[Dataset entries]

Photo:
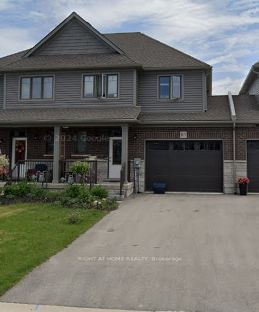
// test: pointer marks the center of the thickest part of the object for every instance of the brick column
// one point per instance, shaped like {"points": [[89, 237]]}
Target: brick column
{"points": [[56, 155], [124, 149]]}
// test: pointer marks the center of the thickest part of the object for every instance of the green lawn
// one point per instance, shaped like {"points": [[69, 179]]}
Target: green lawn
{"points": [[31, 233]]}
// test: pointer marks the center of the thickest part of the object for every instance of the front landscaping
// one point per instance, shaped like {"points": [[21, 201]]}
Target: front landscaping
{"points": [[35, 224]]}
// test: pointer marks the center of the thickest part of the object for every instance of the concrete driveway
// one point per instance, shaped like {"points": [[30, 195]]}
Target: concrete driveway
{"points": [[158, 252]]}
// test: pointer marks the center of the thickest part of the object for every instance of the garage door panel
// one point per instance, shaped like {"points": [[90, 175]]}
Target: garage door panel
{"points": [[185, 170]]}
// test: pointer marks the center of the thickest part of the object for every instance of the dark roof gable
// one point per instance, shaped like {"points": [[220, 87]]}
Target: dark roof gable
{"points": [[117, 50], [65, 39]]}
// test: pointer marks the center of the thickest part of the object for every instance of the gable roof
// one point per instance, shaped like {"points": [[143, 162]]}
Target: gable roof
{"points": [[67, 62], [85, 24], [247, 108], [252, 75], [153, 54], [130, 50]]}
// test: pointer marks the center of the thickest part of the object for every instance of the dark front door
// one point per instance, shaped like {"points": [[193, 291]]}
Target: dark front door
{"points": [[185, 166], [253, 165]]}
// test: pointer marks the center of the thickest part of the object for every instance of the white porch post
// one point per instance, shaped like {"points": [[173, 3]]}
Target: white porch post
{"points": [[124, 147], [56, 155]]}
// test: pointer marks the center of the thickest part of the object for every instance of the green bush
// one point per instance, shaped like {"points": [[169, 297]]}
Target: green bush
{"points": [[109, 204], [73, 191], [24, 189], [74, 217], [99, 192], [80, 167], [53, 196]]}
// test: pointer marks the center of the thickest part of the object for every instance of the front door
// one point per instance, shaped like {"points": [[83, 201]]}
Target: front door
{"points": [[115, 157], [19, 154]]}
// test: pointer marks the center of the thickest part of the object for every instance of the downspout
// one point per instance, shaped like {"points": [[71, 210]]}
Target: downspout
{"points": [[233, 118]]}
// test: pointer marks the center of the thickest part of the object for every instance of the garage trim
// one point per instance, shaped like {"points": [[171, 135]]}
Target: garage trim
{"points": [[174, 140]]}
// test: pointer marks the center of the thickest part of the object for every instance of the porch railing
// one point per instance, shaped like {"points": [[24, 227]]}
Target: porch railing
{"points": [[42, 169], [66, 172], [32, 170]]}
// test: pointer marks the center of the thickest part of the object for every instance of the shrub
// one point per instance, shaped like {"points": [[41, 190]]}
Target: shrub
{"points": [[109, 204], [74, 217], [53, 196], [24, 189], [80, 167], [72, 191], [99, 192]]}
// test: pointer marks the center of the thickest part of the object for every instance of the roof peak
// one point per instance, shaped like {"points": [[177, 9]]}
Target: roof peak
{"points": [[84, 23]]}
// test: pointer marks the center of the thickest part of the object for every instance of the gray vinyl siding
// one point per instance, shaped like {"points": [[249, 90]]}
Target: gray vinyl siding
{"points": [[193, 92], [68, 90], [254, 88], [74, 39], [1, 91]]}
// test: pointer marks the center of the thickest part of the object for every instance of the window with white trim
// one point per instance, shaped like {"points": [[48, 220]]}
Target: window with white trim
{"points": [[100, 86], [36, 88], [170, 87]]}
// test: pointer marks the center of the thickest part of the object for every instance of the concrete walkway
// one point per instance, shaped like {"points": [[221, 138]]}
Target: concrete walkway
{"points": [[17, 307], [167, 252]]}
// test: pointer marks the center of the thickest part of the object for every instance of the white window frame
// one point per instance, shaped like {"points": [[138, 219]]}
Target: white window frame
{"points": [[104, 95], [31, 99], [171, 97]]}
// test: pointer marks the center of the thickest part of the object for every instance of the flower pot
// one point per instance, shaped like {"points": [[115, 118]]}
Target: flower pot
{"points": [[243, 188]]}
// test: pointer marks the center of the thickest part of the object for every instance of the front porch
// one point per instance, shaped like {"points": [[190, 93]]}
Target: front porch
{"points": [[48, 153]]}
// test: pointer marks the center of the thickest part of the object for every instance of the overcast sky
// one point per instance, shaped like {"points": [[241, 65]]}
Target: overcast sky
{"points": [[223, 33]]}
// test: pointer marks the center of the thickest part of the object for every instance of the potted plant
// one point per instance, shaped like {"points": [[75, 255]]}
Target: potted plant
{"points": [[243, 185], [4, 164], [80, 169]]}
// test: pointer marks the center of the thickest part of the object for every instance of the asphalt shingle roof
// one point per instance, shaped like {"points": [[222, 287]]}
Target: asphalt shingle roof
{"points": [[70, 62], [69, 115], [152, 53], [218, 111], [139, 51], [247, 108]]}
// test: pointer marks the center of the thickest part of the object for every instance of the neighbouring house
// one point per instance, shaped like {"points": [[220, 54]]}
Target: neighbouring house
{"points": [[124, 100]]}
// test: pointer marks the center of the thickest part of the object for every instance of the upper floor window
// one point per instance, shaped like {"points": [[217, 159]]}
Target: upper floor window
* * *
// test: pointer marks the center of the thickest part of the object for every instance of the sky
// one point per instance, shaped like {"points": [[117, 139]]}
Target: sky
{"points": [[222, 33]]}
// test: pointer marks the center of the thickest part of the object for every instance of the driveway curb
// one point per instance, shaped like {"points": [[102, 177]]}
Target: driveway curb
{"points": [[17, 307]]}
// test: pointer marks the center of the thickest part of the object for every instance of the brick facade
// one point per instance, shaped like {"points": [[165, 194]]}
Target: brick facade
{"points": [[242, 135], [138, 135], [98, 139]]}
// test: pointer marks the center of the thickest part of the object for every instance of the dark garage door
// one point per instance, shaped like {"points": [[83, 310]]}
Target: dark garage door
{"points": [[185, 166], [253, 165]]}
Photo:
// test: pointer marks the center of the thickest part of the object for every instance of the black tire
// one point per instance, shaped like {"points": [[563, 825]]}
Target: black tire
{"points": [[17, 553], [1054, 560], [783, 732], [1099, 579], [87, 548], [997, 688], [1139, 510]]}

> Direction:
Count the lines in the records above that contain the word "facade". Reply with only the number.

> Exercise output:
2